Print each entry below precisely as shown.

(SOURCE INFORMATION begins)

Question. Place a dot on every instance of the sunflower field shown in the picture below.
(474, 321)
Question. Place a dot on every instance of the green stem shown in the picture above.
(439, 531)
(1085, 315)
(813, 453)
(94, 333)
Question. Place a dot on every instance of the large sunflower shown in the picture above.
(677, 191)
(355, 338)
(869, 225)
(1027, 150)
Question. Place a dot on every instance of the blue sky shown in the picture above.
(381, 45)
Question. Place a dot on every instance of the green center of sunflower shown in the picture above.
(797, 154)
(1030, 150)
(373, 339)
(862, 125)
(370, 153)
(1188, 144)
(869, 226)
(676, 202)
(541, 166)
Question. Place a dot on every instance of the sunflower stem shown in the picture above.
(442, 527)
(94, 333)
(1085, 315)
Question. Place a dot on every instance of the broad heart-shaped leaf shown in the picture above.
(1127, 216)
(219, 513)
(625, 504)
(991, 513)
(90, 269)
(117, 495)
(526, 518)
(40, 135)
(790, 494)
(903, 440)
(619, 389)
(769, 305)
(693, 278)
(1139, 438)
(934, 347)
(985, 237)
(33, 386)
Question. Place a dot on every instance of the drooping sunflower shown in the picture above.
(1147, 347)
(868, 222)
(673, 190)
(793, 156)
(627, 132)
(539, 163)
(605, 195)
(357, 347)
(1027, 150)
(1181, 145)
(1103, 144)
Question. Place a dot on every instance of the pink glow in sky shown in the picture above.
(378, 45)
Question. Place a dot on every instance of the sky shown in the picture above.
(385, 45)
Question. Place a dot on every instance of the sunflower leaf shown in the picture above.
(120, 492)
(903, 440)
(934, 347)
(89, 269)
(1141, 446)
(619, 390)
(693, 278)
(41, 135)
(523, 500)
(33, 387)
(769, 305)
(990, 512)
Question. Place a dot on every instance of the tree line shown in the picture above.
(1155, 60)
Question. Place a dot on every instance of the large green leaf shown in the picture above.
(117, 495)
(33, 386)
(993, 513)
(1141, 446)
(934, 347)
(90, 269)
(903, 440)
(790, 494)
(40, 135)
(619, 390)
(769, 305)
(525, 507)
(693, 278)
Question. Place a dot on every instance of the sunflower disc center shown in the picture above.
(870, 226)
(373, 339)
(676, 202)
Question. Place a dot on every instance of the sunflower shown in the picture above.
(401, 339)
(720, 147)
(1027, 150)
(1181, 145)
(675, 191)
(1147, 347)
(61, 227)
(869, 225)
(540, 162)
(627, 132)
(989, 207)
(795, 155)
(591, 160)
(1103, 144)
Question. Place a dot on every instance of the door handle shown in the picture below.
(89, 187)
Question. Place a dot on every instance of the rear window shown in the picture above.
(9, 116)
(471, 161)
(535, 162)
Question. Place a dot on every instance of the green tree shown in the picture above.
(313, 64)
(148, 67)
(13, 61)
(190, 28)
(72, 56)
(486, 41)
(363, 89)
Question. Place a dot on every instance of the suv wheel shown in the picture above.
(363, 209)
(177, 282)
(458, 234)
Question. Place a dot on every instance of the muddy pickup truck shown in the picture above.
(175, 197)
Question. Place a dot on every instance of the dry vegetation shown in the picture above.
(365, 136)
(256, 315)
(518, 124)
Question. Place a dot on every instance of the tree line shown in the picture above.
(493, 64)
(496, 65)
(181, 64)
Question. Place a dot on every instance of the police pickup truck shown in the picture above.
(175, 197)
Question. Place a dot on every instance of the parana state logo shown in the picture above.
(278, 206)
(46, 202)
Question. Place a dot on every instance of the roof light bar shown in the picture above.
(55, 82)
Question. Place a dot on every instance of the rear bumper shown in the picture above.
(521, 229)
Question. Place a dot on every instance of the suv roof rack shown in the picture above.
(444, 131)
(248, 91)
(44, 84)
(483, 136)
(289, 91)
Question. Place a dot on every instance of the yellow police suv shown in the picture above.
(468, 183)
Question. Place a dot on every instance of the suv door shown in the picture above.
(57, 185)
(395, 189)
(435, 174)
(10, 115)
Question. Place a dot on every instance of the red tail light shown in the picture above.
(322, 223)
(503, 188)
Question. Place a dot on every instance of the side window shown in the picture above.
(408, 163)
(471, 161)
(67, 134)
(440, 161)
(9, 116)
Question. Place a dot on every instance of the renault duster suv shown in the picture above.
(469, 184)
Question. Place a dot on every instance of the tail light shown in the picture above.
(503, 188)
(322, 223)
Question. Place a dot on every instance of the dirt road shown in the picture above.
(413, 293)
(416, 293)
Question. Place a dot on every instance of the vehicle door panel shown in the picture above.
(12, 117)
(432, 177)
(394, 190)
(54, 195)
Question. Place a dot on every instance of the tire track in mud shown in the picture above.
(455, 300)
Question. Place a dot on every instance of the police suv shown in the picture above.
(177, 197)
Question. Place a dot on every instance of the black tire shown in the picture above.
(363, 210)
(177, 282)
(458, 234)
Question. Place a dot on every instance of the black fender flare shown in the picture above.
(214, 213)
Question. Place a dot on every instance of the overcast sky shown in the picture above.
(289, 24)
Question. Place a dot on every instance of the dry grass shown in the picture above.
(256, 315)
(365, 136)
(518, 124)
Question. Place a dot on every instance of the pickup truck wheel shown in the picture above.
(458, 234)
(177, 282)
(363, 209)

(SOURCE INFORMATION ends)

**OUTPUT**.
Question. Place a dot on every instance of the sunflower field shown in the picture below.
(474, 321)
Question. Place a dot on every instance of the green stem shown in the picture above.
(439, 531)
(1085, 315)
(813, 453)
(94, 333)
Question. Place a dot on every instance of the large sunflower shown in the picture above.
(677, 191)
(355, 338)
(869, 225)
(1027, 150)
Question. Place a dot on every instance of the blue sky shown in the picture above.
(381, 45)
Question. Place a dot on every instance of the green center of sunflower shown in the picture above.
(797, 154)
(1030, 150)
(373, 339)
(862, 125)
(370, 153)
(1188, 144)
(869, 226)
(676, 202)
(541, 166)
Question. Place a dot on every instance of the sunflower stem shown in the picture above.
(442, 527)
(94, 333)
(1085, 315)
Question. Place a dot on every instance of the broad heart-shaped leaf shown in the picture above.
(1127, 216)
(219, 513)
(625, 504)
(991, 513)
(90, 269)
(117, 495)
(526, 518)
(40, 135)
(790, 494)
(903, 440)
(619, 389)
(769, 305)
(693, 278)
(1139, 438)
(934, 347)
(985, 237)
(33, 386)
Question. Place a dot on every instance of the drooping sunflower shown in the picture above.
(1147, 347)
(868, 222)
(673, 190)
(793, 156)
(627, 132)
(539, 163)
(605, 195)
(357, 347)
(1027, 150)
(1181, 145)
(1103, 144)
Question. Place a dot on every instance of the pink glow in sky shown in the picture above.
(378, 45)
Question. Place a dot on every instance of the sky shown in the picture above.
(385, 45)
Question. Place a dot on every instance of the sunflower leaf shown in the picture above.
(120, 492)
(903, 440)
(934, 347)
(89, 269)
(1141, 446)
(619, 390)
(693, 278)
(41, 135)
(523, 500)
(33, 387)
(769, 305)
(990, 512)
Question. Place a dot on every instance of the tree line shown in the picture above.
(1155, 60)
Question. Place a dot on every instance of the large green leaf shown in the picture above.
(117, 495)
(33, 386)
(993, 513)
(1141, 446)
(934, 347)
(90, 269)
(903, 440)
(790, 494)
(40, 135)
(619, 390)
(769, 305)
(525, 507)
(693, 278)
Question. Place a dot on every instance of the sunflower disc center shown in the picture above.
(870, 226)
(373, 339)
(676, 202)
Question. Place a dot on every instance of the sunflower shown in the picture above.
(401, 339)
(720, 147)
(1027, 150)
(1181, 145)
(675, 191)
(1147, 347)
(61, 227)
(869, 225)
(540, 162)
(627, 132)
(989, 207)
(795, 155)
(591, 160)
(1103, 144)
Question. Place a dot on every instance of the door handle shown in the picture below.
(89, 187)
Question. Place a dot on every instance of the rear window shown in the picture above.
(9, 116)
(471, 161)
(535, 162)
Question. Place a dot on every instance of the green tree shown in the picture above.
(313, 64)
(148, 67)
(13, 61)
(190, 28)
(72, 56)
(486, 41)
(363, 89)
Question. Place a dot on every instance of the suv wheel shown in the picture above.
(363, 209)
(177, 282)
(458, 234)
Question. Place a dot on every instance of the muddy pickup truck shown in the picture above.
(175, 197)
Question. Place a dot on every instance of the dry vegetation shown in the picture above.
(365, 136)
(256, 315)
(518, 124)
Question. Place a dot on every instance of the tree line shown in the picture above.
(493, 64)
(496, 65)
(181, 64)
Question. Place a dot on every instance of the police pickup truck shown in the picture above.
(175, 197)
Question. Place a dot on every instance of the parana state logo shown in the picture above.
(278, 206)
(46, 202)
Question. Place a dot on every instance of the roof light bar shown in the picture above.
(55, 82)
Question. Place a dot on every instance of the rear bumper shown in the picture above.
(521, 229)
Question. Place a dot on every instance of the suv roof rack shown in the picture above.
(444, 131)
(248, 91)
(44, 84)
(483, 136)
(289, 91)
Question. Place a dot on every instance of the yellow police suv shown in the picture above.
(468, 183)
Question. Place a dot on every instance of the suv door shown in the picture above.
(57, 185)
(395, 189)
(435, 174)
(10, 115)
Question. Place a dot on every instance of the red tail light shown in the picture above.
(322, 223)
(503, 188)
Question. Place a dot on every instance of the side window shown in the picture above.
(408, 163)
(471, 161)
(67, 134)
(440, 161)
(9, 116)
Question. Place a dot on every instance of the renault duster suv shown in the picture above.
(469, 184)
Question. Place a dot on every instance of the tail light shown in the picture above.
(503, 188)
(322, 223)
Question. Place a dot on every instance of the dirt road shown in the picture above.
(413, 293)
(416, 293)
Question. Place a dot on every instance of the vehicle door panel shown in the picture above.
(12, 117)
(432, 177)
(394, 190)
(54, 195)
Question. Place a dot on every instance of the tire track in mud shown in the picture above.
(455, 300)
Question. Place a dot on every instance of the police suv shown in the picture above.
(177, 197)
Question. Place a dot on every instance of the black tire shown in the picture above.
(363, 210)
(177, 282)
(458, 234)
Question. Place a dot on every instance of the black fender flare shown in the picture above.
(214, 213)
Question. Place a dot on every instance of the overcast sky shown in the picture above.
(289, 24)
Question. Place a dot on every instance of the dry grass shown in the picture above.
(256, 315)
(365, 136)
(518, 124)
Question. Place a dot on every instance of the pickup truck wheel shown in the picture above.
(458, 234)
(177, 282)
(363, 209)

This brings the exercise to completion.